Point-per-instance localization data:

↓↓↓

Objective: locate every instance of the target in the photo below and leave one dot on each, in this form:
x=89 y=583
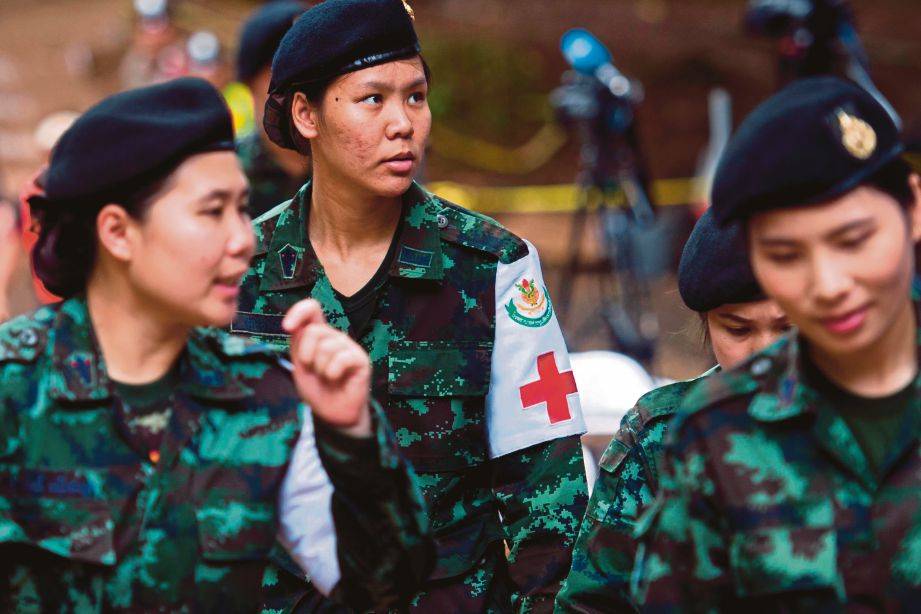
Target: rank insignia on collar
x=409 y=10
x=289 y=257
x=857 y=136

↑↑↑

WHAT THIS TASK INVOLVES »
Nothing but the records above, retyped exactly and stripped of images, should appear in the answer.

OUTPUT »
Objective: locate every instance of the target in the photo below and leave one dot on each, in this form:
x=89 y=583
Target: rank insignia on collar
x=409 y=10
x=289 y=257
x=857 y=136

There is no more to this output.